Below are some records. Pull every line that contains the word "abdomen".

• The input:
━━━━━━━━━━

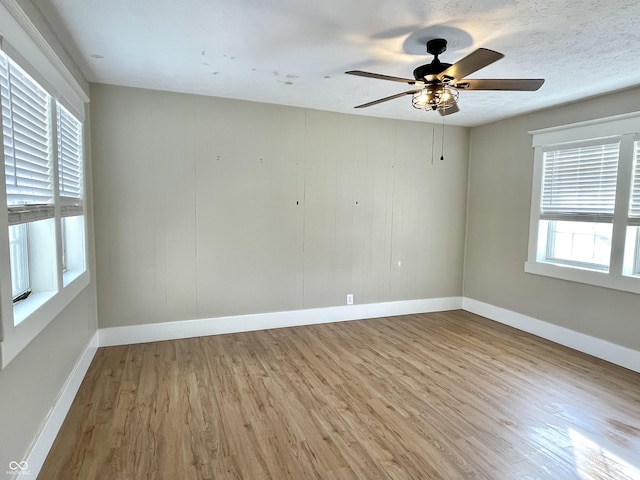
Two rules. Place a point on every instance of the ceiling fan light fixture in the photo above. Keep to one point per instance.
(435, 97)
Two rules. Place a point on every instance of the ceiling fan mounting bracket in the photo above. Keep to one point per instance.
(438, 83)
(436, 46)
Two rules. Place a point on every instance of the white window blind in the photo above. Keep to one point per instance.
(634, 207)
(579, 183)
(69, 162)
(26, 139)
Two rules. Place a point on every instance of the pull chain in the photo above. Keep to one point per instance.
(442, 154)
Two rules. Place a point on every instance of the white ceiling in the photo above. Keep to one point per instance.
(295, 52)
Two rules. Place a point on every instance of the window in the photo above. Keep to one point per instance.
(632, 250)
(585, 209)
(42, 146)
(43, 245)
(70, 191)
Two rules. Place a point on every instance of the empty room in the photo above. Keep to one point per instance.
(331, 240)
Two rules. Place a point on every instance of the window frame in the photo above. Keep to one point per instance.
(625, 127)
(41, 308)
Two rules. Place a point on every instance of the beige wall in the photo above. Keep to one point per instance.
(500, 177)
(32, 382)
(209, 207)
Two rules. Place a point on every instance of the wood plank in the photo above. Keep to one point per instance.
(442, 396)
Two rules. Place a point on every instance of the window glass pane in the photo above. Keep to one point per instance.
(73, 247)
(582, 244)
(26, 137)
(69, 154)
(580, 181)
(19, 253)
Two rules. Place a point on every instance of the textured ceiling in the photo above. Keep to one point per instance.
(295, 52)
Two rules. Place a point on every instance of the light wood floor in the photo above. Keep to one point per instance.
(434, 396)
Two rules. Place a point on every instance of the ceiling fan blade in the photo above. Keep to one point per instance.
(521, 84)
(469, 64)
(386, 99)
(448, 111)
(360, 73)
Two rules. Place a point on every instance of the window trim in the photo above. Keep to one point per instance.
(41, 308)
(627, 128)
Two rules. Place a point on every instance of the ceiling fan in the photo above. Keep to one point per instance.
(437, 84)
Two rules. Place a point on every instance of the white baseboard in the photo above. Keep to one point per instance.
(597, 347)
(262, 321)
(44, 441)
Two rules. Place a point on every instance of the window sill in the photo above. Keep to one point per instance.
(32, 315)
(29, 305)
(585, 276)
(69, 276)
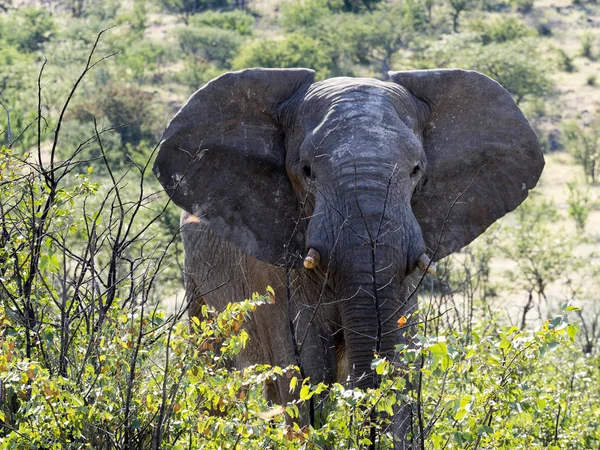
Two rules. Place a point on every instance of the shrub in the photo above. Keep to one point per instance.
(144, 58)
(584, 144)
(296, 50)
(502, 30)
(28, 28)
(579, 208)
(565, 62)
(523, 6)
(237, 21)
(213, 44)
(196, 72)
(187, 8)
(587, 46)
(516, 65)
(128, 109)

━━━━━━━━━━

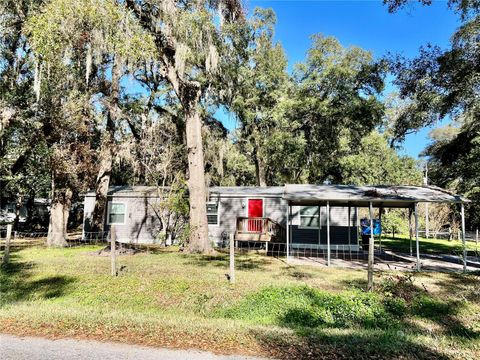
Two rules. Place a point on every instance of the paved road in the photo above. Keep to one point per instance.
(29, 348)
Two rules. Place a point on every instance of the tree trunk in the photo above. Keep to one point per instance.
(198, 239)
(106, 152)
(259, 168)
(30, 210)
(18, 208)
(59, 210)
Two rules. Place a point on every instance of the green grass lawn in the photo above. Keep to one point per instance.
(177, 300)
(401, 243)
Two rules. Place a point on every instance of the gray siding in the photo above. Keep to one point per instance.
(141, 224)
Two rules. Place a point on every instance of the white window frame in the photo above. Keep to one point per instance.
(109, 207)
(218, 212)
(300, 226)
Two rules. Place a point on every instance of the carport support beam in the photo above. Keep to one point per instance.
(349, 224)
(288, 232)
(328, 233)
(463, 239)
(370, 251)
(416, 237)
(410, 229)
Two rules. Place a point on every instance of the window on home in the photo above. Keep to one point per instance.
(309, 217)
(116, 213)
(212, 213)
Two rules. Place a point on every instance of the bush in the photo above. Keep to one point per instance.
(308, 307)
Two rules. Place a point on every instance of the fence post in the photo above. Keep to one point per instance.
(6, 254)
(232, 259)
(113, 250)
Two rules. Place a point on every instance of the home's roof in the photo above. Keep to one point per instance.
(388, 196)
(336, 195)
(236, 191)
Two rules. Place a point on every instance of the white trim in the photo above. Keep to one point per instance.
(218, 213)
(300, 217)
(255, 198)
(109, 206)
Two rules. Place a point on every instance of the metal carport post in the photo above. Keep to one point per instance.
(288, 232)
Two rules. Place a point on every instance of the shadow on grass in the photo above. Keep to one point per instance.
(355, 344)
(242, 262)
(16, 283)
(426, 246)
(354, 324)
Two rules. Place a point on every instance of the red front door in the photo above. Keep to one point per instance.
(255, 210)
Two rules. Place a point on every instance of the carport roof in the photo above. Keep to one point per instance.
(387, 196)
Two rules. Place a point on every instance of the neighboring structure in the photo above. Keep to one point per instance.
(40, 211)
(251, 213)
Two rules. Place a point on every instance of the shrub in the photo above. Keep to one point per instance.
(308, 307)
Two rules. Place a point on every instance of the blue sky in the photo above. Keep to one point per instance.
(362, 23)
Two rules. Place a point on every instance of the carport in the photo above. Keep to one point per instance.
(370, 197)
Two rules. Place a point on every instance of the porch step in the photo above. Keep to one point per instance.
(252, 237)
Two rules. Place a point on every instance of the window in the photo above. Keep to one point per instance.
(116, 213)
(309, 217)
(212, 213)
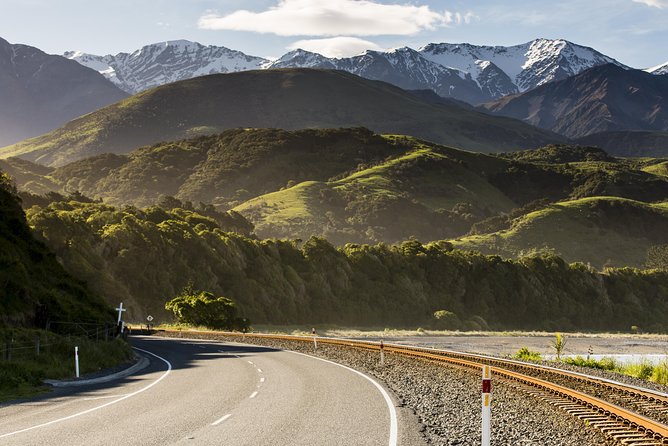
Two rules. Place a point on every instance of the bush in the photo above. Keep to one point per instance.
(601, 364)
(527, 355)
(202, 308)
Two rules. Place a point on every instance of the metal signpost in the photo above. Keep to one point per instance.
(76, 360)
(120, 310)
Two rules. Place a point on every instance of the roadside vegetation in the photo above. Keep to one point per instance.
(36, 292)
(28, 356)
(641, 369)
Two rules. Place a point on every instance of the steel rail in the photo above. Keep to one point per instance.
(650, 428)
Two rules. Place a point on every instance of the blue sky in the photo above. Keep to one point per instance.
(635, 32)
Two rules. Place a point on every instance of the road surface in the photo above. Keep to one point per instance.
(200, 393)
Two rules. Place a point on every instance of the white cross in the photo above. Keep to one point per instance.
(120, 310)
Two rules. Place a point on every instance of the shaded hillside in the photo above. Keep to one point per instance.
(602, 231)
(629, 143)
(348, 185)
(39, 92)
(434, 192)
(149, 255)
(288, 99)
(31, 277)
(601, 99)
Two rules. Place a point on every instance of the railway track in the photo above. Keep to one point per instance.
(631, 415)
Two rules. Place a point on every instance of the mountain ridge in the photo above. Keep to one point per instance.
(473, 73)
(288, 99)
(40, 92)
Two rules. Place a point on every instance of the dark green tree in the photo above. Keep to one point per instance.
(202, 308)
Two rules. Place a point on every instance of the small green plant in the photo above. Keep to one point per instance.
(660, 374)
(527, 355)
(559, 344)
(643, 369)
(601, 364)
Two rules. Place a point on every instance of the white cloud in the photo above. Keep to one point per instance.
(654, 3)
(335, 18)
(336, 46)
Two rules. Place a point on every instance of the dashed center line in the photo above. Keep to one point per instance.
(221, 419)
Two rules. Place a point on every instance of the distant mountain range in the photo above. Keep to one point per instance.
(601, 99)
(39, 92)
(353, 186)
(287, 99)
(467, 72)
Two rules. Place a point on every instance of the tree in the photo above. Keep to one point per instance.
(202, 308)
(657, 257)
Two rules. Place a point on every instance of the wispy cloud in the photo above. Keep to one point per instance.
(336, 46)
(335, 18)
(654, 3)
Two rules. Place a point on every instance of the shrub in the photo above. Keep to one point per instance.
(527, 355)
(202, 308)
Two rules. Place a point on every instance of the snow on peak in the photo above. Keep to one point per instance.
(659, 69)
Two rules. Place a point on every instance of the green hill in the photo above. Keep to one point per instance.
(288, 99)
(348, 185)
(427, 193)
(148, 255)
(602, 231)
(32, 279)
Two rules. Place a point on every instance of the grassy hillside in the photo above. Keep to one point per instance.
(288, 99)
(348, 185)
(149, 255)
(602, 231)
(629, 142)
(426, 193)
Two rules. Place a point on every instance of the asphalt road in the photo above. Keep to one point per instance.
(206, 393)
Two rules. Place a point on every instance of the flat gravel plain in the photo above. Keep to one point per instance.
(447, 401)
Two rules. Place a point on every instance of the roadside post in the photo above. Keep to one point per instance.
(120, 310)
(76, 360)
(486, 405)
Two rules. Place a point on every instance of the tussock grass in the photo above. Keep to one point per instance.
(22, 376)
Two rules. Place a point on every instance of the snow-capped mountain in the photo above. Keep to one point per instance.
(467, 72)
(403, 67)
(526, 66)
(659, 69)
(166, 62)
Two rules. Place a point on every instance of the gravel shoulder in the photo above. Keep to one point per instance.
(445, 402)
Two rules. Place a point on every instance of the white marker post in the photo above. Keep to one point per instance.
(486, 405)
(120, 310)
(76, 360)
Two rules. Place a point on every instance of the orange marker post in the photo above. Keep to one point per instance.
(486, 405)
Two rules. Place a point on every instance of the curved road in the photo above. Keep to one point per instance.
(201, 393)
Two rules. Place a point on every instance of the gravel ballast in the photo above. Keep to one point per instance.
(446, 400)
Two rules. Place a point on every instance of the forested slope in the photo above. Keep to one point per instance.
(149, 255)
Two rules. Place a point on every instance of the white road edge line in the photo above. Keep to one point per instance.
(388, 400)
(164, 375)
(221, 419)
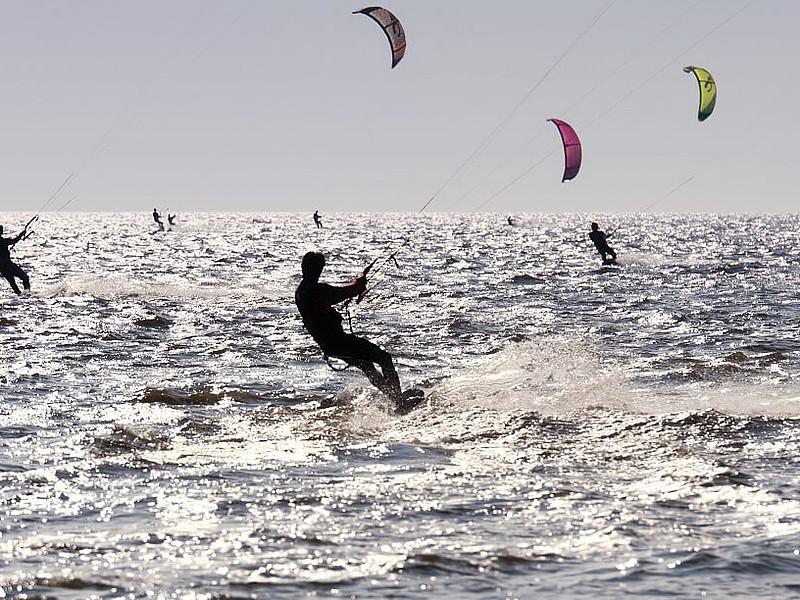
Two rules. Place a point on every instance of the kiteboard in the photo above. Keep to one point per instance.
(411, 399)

━━━━━━━━━━

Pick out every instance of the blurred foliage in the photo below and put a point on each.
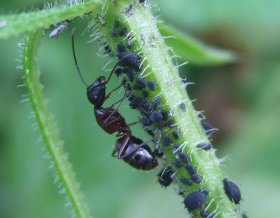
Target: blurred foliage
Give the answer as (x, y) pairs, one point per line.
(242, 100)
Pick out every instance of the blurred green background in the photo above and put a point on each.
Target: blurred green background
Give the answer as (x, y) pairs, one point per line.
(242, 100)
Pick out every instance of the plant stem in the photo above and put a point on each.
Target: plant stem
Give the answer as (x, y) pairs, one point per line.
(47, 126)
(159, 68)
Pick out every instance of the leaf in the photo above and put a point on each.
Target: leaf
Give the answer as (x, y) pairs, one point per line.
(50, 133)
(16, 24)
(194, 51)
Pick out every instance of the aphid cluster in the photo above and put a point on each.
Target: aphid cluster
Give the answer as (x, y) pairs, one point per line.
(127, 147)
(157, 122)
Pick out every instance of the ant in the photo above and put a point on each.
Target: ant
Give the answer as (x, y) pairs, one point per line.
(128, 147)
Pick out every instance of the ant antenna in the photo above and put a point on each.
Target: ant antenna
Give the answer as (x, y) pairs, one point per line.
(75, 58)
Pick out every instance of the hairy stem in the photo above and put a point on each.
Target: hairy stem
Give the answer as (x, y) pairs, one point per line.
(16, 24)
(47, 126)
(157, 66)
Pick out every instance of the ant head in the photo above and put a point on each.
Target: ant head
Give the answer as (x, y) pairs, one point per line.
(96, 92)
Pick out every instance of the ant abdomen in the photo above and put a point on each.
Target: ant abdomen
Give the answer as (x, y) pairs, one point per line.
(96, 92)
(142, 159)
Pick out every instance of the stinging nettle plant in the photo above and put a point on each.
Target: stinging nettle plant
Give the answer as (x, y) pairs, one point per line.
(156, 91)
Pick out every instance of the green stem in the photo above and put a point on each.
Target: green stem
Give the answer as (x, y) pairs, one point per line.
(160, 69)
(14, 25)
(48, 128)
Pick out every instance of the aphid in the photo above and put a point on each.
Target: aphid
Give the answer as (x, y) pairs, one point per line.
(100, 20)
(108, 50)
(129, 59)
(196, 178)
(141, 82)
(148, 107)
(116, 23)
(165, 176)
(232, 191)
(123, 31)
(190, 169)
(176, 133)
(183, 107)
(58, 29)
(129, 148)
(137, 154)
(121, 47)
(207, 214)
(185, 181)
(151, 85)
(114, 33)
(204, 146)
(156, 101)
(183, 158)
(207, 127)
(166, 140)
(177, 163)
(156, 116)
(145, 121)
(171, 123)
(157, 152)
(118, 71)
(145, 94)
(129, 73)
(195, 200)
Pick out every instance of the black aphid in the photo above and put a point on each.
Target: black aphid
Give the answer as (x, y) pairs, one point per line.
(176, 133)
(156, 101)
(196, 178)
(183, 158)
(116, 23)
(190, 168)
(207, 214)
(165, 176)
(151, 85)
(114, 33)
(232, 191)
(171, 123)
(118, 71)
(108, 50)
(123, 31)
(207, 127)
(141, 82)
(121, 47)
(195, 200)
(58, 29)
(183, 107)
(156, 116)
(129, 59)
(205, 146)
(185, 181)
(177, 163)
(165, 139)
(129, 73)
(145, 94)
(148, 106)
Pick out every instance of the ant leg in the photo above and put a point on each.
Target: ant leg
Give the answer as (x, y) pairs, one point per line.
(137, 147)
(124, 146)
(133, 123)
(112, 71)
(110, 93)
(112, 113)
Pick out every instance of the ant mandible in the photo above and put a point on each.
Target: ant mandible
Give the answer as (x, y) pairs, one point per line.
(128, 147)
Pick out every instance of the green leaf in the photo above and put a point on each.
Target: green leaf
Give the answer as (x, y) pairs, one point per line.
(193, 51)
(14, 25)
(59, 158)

━━━━━━━━━━

• Output for this exercise:
Pick out every instance of the ant abdomen in the photo above and put a point on each.
Target: ant abdomen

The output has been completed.